- [What you need to do]
1) Which item headings appear in the notes on the Cabinet amendments? List every one.
2) Quote the stretch of the notes on the Cabinet amendments from "The effect of this" through "of the AAT.".
+++ Extract to read
For the purposes of deciding whether or not to give a direction, subsection 14(5) lists a number of grounds that the Commission is required to have regard to, including the need to prevent the disclosure of deliberations or decisions of the Cabinet, or of a committee of the Cabinet, of the Commonwealth or of a State.

The proposed amendment to paragraph 14(5)(c) would replace that ground as a consequence of inserting the definitions for ‘Cabinet’ and ‘State Cabinet’ into subsection 3(1) of the Australian Human Rights Commission Act (item 9 refers).


 

Item 11 Paragraph 24(1)(c)

The proposed amendment to this paragraph would omit a reference to ‘or of a Committee of the Cabinet’ as a consequence of inserting the definition of ‘Cabinet’ into subsection 3(1) of the Australian Human Rights Commission Act (item 9 refers).

The effect of items 9 and 11 is to make clear that the existing power of the Attorney-General to issue a public interest certificate to prevent disclosure of deliberations or decisions of the Cabinet or its committees includes deliberations or decisions of the National Cabinet and its committees, so that neither the Commission nor any other person acting for, or on behalf of, the Commission could require that information to be disclosed.

Item 12 Subsection 24(1A)

This item makes a minor amendment to subsection 24(1A) that is consequential to item 9 which inserts a new definition for ‘State Cabinet’. The proposed amendment is not intended to change the substance of subsection 24(1A).

Foreign Acquisitions and Takeovers Act 1975

Item 13 Paragraph 130H(2)(b)

The effect of this item is to make clear that an existing power of the Treasurer to issue a public interest certificate to prevent disclosure of deliberations or decisions of the Cabinet or its committees includes deliberations or decisions of the National Cabinet and its committees. The proposed amendment would preserve existing application to the deliberations or decisions of the Executive Council.

In the case of paragraph 130H(2)(b) of the Foreign Acquisitions and Takeovers Act, in general terms, where the Treasurer issues a public interest certificate over such Cabinet and National Cabinet information, a person must still produce the information or documents to the AAT, but the AAT must do all things necessary to ensure the information is not disclosed to any person other than a member of the AAT.

Freedom of Information Act 1982

Item 14 Subsection 4(1) (definition of Cabinet)
++++++
+++ Given information
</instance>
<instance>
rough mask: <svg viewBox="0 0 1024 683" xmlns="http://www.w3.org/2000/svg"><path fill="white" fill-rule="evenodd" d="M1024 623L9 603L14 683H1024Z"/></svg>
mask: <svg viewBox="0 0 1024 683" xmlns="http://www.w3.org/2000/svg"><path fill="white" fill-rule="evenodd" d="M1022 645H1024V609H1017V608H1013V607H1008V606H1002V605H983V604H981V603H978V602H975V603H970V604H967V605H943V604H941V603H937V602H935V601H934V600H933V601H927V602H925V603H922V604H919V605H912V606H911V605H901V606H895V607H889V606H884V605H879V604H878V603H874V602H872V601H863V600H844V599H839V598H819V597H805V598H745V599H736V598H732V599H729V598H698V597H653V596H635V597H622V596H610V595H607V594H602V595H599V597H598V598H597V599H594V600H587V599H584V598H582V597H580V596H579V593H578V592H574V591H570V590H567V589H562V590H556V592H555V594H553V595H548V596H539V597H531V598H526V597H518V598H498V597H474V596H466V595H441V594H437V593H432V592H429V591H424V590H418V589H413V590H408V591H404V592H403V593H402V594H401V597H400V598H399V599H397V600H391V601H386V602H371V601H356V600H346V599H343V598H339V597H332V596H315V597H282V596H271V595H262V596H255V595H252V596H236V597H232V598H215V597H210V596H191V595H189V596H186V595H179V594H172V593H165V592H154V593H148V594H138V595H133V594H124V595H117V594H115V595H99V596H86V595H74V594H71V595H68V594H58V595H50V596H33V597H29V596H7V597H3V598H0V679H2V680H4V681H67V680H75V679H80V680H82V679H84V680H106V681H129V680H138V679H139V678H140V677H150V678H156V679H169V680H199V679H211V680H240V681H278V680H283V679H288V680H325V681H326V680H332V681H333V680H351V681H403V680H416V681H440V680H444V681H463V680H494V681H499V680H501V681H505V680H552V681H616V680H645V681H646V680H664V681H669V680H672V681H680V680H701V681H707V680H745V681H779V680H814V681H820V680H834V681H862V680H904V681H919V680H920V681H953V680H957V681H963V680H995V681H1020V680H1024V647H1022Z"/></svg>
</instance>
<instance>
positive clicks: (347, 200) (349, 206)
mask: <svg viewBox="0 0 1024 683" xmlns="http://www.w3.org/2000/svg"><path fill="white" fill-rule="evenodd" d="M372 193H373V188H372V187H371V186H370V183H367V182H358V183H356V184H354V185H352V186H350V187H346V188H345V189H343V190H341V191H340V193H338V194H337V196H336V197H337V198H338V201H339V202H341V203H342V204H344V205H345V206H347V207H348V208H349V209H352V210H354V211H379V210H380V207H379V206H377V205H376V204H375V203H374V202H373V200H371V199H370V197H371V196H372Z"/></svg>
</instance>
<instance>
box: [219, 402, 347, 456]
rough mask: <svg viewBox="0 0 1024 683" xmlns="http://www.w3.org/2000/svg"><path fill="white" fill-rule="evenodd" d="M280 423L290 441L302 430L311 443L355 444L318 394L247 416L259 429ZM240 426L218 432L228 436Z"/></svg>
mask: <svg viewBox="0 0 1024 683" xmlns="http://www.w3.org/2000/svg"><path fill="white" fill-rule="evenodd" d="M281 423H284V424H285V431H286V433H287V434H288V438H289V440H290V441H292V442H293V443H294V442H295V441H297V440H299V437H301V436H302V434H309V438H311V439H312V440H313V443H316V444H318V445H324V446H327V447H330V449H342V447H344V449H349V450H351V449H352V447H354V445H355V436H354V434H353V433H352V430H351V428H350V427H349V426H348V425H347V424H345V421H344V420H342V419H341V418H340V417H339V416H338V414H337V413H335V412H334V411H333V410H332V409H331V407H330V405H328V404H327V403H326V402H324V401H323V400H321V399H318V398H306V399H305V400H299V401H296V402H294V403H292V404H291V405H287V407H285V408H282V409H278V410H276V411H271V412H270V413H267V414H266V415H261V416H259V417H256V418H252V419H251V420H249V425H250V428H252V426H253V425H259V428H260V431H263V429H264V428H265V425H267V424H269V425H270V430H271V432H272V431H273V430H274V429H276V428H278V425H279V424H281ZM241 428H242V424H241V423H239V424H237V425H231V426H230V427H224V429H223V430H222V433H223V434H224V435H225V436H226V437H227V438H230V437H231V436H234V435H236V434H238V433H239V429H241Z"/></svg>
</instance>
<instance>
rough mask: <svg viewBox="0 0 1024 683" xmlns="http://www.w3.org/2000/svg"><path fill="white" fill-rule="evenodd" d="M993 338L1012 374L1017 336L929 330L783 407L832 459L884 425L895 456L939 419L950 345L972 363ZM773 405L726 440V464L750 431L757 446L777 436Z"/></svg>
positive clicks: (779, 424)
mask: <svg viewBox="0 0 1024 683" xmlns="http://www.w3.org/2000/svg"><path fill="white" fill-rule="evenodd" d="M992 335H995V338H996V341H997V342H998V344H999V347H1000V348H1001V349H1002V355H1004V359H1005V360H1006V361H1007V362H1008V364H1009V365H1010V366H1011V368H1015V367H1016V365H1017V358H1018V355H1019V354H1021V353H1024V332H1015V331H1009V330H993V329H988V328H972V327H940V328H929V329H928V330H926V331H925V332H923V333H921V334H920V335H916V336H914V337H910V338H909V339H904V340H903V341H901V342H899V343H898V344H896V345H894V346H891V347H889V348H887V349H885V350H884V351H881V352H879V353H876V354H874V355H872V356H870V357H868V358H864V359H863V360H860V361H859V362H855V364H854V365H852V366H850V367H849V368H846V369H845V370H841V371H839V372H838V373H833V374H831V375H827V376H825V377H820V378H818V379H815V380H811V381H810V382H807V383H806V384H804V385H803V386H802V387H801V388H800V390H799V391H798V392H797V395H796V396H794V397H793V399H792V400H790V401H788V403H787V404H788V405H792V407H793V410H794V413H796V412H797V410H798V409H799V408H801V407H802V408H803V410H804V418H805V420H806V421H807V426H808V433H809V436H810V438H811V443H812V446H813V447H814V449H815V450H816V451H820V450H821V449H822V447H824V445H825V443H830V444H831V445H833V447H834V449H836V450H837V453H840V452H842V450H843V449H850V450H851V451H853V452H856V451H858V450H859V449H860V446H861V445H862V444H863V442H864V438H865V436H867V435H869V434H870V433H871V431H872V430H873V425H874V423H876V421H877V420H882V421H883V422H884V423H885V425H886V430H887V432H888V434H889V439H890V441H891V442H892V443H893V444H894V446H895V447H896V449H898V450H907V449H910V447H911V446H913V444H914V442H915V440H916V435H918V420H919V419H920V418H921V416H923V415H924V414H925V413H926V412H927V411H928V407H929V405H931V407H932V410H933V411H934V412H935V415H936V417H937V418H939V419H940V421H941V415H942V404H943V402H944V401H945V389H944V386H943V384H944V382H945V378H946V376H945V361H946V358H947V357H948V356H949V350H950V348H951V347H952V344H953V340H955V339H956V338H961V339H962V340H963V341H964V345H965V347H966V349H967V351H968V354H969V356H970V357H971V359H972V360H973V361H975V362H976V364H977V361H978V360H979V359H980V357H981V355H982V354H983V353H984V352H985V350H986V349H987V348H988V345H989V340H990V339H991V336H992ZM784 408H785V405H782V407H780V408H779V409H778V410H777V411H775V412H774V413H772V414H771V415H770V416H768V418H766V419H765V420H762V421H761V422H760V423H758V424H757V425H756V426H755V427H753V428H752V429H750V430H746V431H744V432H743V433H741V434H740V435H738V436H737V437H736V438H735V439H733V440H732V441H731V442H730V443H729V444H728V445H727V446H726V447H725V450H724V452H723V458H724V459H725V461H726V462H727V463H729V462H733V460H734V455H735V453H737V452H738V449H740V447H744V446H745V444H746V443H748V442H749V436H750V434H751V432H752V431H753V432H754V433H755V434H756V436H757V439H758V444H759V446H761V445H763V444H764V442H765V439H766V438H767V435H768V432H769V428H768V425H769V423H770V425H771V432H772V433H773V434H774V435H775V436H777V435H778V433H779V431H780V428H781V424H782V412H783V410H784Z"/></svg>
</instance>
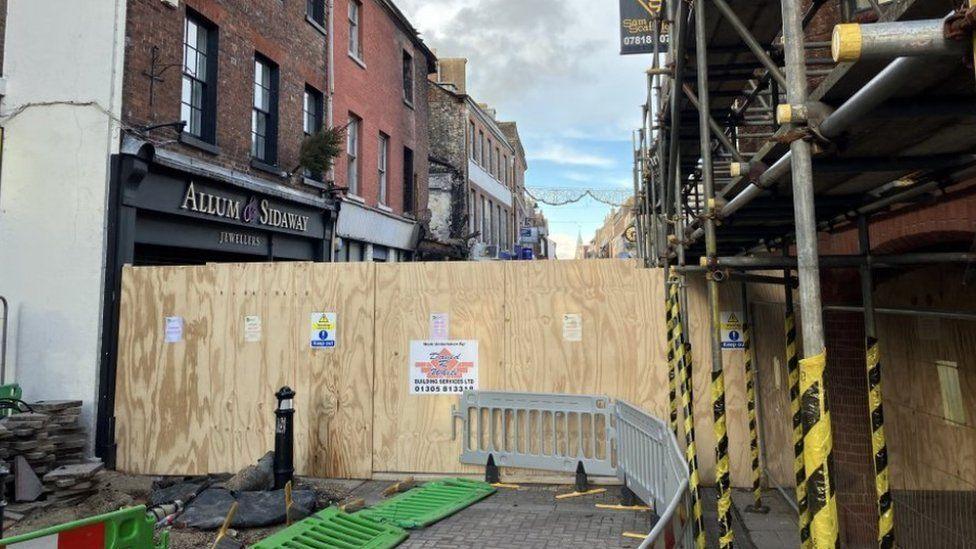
++++++
- [Answers below]
1)
- Item 11 Paragraph 24(1)(c)
- Item 12 Subsection 24(1A)
- Item 13 Paragraph 130H(2)(b)
- Item 14 Subsection 4(1) (definition of Cabinet)

2)
The effect of this item is to make clear that an existing power of the Treasurer to issue a public interest certificate to prevent disclosure of deliberations or decisions of the Cabinet or its committees includes deliberations or decisions of the National Cabinet and its committees. The proposed amendment would preserve existing application to the deliberations or decisions of the Executive Council.

In the case of paragraph 130H(2)(b) of the Foreign Acquisitions and Takeovers Act, in general terms, where the Treasurer issues a public interest certificate over such Cabinet and National Cabinet information, a person must still produce the information or documents to the AAT, but the AAT must do all things necessary to ensure the information is not disclosed to any person other than a member of the AAT.